# [Travail à faire]
1. Traduisez en anglais cette phrase du texte sur le racisme anti-asiatique : « Les deux tiers étaient nés sur le sol français. »
2. D'après le texte sur le racisme anti-asiatique, entre quelles années les entretiens biographiques ont-ils été menés ?
3. Relevez tous les pays ou territoires d'origine des enquêtés que cite le texte sur le racisme anti-asiatique.

# [Texte à lire]
Les auteurs de cette étude - soutenue (financièrement) par le défenseur des droits - ont relevé que « les expériences quotidiennes de discrimination […] à l'encontre des Asiatiques en France font rarement l'objet de rapports officiels » et que « la recherche scientifique s'est jusque très récemment peu mobilisée pour (les) documenter ».

Un racisme « ordinaire »

Aussi ont-ils mené, entre 2020 et 2022 - soit au moment de l'émergence de la pandémie de Covid-19 - des entretiens biographiques approfondis auprès de 32 jeunes diplômés de l'enseignement supérieur d'origine asiatique (primo-arrivants ou descendants de migrants), âgés de 20 à 40 ans, résidant en France. Ces « enquêtés » avaient, à 80 %, un niveau Bac + 5, et étaient originaires notamment de Chine continentale, Japon, Corée, Vietnam, Laos, Philippines, Hong Kong, Taïwan. Les deux tiers étaient nés sur le sol français.

Résultats : il existe « des spécificités propres » aux expériences de racisme anti-asiatique, comme la « banalisation » et « le caractère ordinaire » de leurs manifestations - souvent exprimées « sous la forme de l'humour », a résumé l'une des auteurs de l'étude, Simeng Wang, lors d'une présentation à la presse.

Des moqueries à l'école

Pour la chercheuse au CNRS, « l'espace public, l'école et le travail » restent les lieux de production du racisme « les plus fréquemment cités » par les enquêtés. Certains d'entre eux, enfants de restaurateurs, racontent avoir subi, à l'école, « du mépris social, avec des moqueries de leurs camarades du type "tu sens les nems", "bol de riz" », a-t-elle détaillé. Qui a nourri quotidiennement un « sentiment de honte », mais a aussi pu conduire à forger une attitude de « surcompensation et d'envie de réussir ».

Sur le plan du travail, les discriminations se conjuguent aussi « avec une assignation raciale » de la personne, souligne l'étude, qui cite le témoignage d'une diplômée d'une école de commerce parisienne qui a « envoyé sa candidature à des postes de gestionnaire mais n'a obtenu aucun entretien. Les entreprises qui l'appelaient lui proposaient systématiquement des postes de vendeuses. »

Une différence selon le genre

Autre enseignement : « le racisme ne se manifeste pas de la même façon selon le genre ». Ainsi « les hommes asiatiques subissent des stéréotypes liés à leur masculinité souvent dévalorisée ». Tandis que les femmes, dont « la féminité est fantasmée », selon Simeng Wang, doivent faire face à « l'imbrication du racisme et du sexisme », dans le monde du travail (harcèlement sexuel) ou dans l'espace public - elles sont abordées dans la rue par des inconnus.

Face aux expériences de racisme, « le taux de réaction et de recours [en portant plainte par exemple] est très faible », souligne-t-elle. La chercheuse avance plusieurs explications : « l'étiquette de "minorité modèle" ("travailleurs", "discrets", "forts en maths") qui enferme les personnes asiatiques dans des stéréotypes positifs et les empêche de verbaliser ». Et, chez les primo-arrivants, « l'héritage du confucianisme », la « faible maîtrise de la langue » et une « logique de survie ».

Descriptions de zones en langage naturel:
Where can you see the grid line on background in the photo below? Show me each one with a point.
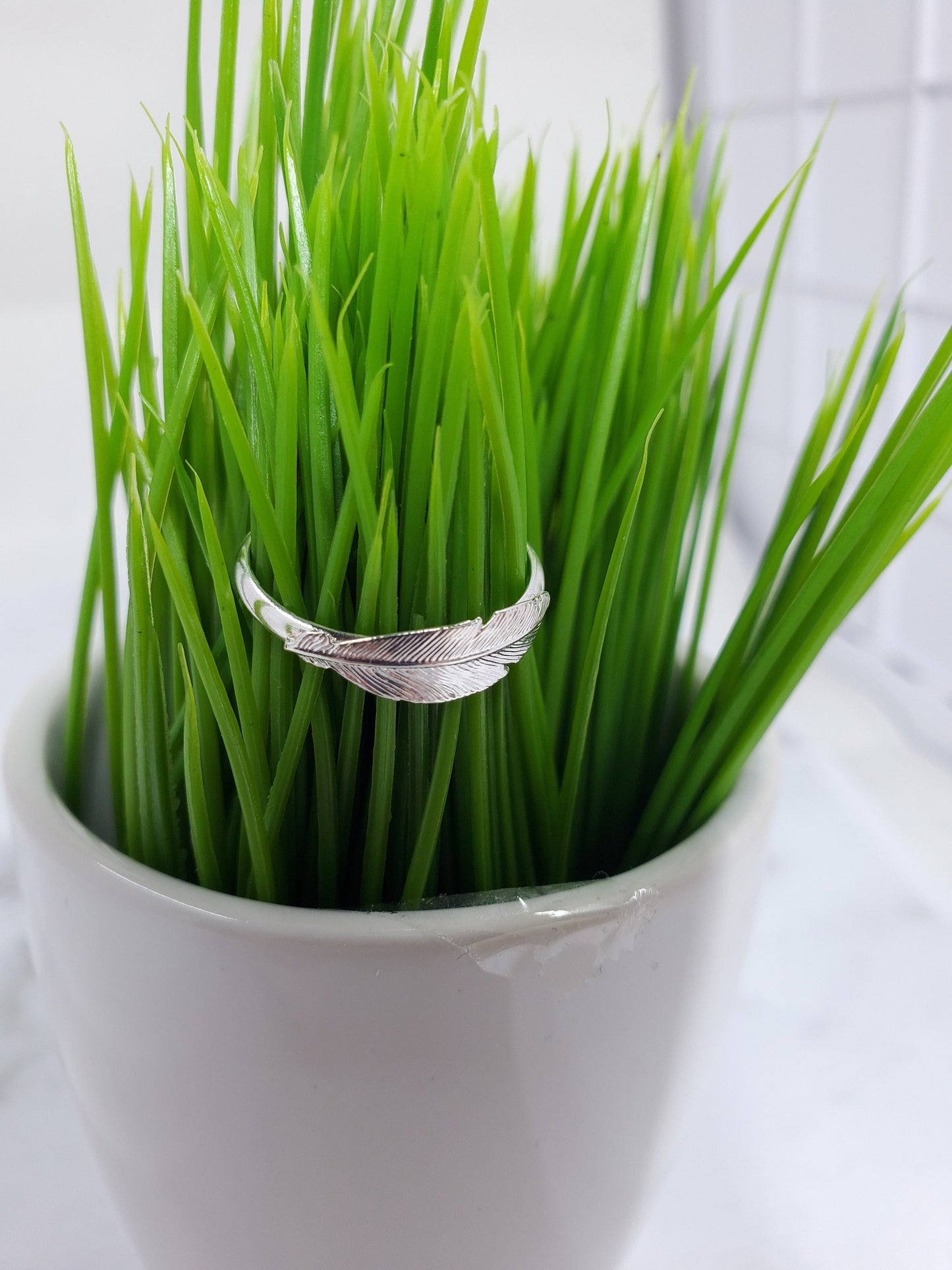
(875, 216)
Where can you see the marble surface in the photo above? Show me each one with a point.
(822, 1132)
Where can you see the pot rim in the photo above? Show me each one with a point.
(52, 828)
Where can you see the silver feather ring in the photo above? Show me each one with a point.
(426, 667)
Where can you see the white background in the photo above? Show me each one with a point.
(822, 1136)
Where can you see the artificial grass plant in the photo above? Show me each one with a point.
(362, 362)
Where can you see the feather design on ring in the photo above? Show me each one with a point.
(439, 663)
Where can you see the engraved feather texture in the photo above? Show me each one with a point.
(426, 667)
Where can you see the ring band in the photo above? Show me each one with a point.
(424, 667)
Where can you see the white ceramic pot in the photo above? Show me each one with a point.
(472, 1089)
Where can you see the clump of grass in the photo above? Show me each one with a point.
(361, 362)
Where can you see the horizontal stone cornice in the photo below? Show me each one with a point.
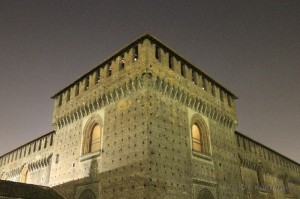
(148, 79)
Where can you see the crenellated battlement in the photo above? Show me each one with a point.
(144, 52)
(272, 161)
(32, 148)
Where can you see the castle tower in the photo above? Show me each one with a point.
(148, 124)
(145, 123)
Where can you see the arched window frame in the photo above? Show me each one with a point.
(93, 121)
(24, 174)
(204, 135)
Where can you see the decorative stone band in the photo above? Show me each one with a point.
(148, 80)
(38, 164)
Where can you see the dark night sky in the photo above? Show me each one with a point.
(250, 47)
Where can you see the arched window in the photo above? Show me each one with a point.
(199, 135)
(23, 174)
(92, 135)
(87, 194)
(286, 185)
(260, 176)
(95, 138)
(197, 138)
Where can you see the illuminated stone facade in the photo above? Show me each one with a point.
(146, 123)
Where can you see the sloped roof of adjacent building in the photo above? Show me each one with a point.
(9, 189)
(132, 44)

# [Réponses]
1. Two thirds had been born on French soil.

2. Entre 2020 et 2022.

3. Chine continentale, Japon, Corée, Vietnam, Laos, Philippines, Hong Kong, Taïwan